(Dataset entries)

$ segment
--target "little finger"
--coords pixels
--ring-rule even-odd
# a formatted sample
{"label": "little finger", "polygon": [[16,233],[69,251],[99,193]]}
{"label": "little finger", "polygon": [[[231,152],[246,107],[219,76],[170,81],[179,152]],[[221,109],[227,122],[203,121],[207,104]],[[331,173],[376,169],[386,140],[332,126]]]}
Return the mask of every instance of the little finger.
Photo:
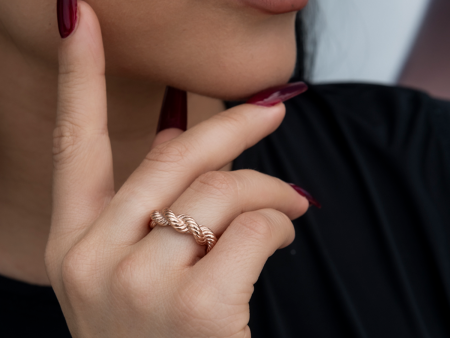
{"label": "little finger", "polygon": [[294,238],[294,226],[284,213],[274,209],[244,213],[230,224],[214,250],[198,261],[191,273],[205,288],[213,285],[223,297],[247,295],[248,299],[241,301],[248,302],[249,290],[267,259]]}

→ Work order
Please return every line from the first one in the records above down to the line containing "Return the mask", including both, exactly as written and nothing more.

→ Exercise solution
$ segment
--target "little finger"
--coords pixels
--ring-rule even-odd
# a formatted sample
{"label": "little finger", "polygon": [[16,233],[69,251],[99,193]]}
{"label": "little finger", "polygon": [[[231,152],[246,107],[219,76],[170,81],[179,152]],[[221,109],[227,122],[203,121],[207,104]],[[331,173],[376,169],[386,140],[332,126]]]}
Return the mask of every instance of the little finger.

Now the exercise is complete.